Excerpted passage:
“Come-Saw”
(2)
Bob Choi
3 April 2012
Just
about all my socks had got holes in them.
It felt weird with my big toe sticking out when I put them on. I was eager to do something about it. Grandma was great at sewing, but she
couldn’t thread a needle on account of her poor eyesight. That’s where I came in, with my perfect
vision and steady hands.
Ten
years later…
I
left Hong Kong to attend college in the United States when I turned
twenty-one. At the end of my first
year, one day after the final exams were wrapped up, I received a call from my
sister. Grandma had died of
complications from a hip fracture she sustained when she slipped on the floor
two weeks before.
“Why didn’t you call me earlier, sis? I’d have wanted to see Por Por! I’d have wanted to attend the funeral
service!”
“I’m
sorry we didn’t tell you earlier.
We knew you were very close to Por Por. It all happened so suddenly. We knew you were in the middle of your
final exams and we didn’t want this to distract you.”
We
didn’t talk long. There was nothing
else to say. Besides, international
calls were very expensive in those days.

What to work on: Do these statements agree with the "Come-Saw" passage? Answer yes or no for each and quote the words from the passage that decide it. 1. Grandma could not thread a needle because of her eyesight. 2. The narrator's sister called before the final exams began. 3. International calls were cheap at that time.

Listed records:
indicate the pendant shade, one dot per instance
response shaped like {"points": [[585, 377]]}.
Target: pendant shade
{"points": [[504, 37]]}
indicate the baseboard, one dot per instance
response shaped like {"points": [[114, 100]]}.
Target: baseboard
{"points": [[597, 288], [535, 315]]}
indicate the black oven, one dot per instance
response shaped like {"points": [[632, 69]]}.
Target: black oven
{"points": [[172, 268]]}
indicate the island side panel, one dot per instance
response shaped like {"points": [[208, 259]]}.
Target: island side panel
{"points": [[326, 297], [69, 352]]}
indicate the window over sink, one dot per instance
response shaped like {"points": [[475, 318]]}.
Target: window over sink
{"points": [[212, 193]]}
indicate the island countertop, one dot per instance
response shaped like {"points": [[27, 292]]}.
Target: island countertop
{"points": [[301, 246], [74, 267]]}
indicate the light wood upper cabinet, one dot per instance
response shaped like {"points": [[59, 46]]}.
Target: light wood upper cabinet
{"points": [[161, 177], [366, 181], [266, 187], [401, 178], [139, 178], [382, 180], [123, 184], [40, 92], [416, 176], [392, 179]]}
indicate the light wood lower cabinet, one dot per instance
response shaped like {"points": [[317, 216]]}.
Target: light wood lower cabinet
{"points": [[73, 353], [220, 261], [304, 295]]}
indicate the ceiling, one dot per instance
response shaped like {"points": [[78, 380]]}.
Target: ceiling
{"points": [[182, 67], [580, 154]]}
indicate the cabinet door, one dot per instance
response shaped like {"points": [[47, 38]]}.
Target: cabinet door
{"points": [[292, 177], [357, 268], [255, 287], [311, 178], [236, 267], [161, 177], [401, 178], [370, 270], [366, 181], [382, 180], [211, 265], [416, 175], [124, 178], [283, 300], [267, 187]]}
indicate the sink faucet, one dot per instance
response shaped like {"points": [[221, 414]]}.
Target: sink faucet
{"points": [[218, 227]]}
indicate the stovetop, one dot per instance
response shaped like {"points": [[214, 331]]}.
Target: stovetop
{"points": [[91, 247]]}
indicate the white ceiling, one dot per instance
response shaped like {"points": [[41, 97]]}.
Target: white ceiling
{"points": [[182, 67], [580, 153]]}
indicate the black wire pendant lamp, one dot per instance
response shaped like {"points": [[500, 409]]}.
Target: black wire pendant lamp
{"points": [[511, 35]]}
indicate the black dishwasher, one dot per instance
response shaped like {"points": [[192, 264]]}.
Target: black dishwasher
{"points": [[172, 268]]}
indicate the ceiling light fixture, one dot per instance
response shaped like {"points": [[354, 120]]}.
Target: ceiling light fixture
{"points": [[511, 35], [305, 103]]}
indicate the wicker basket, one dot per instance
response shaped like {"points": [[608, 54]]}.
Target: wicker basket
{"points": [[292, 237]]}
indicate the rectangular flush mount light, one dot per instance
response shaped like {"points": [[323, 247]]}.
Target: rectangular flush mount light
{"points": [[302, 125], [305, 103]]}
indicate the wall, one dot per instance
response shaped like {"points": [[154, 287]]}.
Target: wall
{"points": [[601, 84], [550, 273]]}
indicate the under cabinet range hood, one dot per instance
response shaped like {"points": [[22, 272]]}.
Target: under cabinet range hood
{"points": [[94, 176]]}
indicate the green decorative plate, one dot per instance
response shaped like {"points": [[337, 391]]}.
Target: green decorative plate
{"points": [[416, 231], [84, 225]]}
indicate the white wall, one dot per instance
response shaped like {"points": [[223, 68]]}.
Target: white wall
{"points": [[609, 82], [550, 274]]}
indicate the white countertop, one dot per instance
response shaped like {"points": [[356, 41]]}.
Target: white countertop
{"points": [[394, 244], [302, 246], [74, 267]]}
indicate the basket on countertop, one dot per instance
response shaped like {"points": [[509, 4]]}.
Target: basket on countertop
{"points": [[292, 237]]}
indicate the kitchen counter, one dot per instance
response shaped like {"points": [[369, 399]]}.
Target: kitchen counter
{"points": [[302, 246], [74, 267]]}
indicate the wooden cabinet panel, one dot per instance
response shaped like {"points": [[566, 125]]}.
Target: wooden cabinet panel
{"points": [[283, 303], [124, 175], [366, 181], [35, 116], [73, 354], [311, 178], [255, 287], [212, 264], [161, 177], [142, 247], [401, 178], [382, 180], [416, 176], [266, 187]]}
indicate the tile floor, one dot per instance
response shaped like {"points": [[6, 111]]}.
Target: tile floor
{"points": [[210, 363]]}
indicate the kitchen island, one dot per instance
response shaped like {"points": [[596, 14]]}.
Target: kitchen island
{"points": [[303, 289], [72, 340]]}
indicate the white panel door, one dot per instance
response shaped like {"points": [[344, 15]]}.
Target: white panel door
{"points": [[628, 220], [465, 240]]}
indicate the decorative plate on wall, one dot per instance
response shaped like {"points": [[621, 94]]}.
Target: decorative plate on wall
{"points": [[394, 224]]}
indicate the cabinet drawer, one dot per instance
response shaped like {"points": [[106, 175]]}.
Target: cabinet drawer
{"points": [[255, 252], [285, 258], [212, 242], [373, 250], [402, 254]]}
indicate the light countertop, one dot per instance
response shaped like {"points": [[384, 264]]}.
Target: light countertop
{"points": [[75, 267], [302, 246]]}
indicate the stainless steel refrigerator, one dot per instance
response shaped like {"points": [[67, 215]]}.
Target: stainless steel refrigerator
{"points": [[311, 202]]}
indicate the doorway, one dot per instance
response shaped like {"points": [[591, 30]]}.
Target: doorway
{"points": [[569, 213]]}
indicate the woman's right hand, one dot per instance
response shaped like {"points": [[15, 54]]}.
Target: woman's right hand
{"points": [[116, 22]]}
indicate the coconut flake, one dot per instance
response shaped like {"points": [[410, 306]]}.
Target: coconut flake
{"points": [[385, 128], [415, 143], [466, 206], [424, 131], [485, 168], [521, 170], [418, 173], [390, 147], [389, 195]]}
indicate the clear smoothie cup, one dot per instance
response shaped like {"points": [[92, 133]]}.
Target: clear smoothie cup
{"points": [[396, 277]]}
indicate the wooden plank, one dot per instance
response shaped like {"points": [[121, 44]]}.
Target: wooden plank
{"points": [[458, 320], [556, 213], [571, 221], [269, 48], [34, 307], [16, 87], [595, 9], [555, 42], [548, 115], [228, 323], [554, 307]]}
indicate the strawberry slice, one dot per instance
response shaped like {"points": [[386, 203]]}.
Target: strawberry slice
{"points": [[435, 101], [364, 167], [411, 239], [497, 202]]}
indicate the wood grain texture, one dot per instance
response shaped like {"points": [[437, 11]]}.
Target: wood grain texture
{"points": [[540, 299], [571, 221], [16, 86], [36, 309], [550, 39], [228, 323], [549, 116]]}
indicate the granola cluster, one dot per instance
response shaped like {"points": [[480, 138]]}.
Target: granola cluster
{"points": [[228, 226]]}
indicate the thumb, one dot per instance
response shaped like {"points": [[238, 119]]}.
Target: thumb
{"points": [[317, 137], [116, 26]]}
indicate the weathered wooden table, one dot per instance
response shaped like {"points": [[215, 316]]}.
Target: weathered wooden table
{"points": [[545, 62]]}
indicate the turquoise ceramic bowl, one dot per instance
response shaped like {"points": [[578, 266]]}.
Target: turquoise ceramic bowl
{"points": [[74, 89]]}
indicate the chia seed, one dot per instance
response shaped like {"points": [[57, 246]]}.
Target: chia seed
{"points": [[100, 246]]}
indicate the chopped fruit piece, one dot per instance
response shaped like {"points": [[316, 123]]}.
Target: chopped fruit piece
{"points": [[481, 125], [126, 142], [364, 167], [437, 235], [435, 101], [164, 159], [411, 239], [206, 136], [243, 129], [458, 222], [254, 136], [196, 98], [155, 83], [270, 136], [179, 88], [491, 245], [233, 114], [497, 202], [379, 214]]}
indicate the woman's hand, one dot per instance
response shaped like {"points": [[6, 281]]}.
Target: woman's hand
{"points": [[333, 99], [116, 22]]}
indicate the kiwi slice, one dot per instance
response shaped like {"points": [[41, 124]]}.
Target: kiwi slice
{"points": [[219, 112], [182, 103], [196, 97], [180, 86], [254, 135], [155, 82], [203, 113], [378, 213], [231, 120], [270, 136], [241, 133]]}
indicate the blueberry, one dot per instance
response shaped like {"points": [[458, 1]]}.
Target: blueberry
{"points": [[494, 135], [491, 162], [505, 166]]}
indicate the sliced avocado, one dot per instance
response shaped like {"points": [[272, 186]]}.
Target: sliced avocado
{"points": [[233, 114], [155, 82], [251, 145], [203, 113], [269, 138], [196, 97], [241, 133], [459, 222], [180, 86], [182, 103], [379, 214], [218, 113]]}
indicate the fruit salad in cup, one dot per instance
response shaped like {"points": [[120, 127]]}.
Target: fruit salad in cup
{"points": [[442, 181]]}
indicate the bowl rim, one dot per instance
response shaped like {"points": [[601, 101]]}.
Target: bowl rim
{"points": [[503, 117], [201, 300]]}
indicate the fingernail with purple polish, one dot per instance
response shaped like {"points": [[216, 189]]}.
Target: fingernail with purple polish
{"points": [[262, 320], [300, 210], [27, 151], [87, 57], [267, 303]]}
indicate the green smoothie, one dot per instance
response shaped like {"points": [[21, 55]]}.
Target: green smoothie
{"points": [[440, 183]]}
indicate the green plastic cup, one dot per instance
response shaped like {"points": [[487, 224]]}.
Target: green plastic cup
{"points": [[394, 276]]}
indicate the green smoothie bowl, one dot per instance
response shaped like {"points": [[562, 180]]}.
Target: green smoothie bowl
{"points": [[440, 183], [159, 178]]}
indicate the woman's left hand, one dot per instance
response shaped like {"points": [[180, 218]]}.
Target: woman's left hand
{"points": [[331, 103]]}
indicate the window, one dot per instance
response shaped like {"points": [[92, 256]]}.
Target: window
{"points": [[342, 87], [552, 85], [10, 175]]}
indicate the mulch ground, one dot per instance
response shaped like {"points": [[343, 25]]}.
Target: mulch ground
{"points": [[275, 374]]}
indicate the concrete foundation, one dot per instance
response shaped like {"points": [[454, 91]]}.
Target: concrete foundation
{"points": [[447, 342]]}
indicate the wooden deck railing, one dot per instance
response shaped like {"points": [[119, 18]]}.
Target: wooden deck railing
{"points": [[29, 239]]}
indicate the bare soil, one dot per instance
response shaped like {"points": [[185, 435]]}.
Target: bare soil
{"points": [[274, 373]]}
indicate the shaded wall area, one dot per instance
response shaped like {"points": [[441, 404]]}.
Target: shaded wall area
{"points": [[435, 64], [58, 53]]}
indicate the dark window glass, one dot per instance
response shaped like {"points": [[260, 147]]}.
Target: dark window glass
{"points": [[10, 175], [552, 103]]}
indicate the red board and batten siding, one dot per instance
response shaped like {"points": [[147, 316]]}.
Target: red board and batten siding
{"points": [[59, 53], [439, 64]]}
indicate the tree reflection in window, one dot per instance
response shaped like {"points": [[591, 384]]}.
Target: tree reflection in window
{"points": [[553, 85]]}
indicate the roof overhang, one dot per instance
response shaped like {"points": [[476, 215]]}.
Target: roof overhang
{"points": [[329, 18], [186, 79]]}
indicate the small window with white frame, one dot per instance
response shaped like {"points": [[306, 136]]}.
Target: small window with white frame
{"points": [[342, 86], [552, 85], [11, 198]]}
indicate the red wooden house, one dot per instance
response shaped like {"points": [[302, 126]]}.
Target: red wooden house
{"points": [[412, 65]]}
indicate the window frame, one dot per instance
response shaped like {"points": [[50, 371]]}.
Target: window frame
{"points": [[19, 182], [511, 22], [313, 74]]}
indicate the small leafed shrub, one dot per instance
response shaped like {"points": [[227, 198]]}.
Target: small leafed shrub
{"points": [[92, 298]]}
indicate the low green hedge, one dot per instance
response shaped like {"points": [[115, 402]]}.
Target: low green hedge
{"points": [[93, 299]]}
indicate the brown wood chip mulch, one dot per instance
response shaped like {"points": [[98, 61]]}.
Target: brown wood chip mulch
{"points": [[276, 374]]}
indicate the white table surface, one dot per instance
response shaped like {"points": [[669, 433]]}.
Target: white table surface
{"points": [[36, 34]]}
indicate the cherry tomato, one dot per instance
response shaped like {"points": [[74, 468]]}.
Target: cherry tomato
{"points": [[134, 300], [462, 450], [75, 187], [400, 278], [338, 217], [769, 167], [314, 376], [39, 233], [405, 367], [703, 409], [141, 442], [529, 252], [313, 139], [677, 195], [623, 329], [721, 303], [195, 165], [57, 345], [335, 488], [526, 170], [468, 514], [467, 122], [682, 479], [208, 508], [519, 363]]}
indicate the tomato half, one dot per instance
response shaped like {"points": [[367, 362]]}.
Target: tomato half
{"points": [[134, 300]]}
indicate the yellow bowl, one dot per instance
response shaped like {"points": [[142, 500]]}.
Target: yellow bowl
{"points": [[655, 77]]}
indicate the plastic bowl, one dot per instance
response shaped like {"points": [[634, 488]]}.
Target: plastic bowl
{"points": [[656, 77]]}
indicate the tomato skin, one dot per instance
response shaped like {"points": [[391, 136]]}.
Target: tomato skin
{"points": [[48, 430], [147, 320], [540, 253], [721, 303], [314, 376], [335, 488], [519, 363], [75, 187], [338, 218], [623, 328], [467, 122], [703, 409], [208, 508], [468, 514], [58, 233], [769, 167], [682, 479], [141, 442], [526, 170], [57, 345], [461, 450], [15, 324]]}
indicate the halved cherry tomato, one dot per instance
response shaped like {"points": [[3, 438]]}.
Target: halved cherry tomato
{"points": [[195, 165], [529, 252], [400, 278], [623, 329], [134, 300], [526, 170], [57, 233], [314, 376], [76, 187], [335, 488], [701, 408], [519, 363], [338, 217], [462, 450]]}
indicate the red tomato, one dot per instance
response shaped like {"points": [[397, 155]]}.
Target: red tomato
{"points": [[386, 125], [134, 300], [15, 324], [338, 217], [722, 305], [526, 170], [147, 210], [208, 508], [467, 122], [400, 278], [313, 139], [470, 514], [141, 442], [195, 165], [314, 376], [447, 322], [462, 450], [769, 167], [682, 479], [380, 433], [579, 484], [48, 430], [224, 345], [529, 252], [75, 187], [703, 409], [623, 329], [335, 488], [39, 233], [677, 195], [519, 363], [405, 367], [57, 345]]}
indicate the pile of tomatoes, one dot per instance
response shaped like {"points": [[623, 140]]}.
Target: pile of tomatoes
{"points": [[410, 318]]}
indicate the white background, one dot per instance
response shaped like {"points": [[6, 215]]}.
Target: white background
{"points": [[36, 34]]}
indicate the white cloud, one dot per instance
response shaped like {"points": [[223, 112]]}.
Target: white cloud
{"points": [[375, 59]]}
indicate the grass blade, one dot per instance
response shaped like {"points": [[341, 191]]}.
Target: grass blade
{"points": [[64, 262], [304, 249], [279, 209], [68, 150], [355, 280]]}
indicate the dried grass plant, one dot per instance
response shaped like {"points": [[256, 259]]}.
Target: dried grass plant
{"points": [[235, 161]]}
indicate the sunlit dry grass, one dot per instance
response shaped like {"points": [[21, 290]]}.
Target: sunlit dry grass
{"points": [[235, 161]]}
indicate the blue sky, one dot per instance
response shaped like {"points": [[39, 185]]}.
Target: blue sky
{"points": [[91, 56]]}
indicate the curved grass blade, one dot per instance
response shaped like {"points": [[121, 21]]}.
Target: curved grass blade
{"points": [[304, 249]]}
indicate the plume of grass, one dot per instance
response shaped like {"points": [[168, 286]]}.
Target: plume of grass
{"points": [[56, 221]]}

Answer to this problem:
1. Yes: "couldn’t thread a needle on account of her poor eyesight"
2. No: "one day after the final exams were wrapped up"
3. No: "calls were very expensive in those days"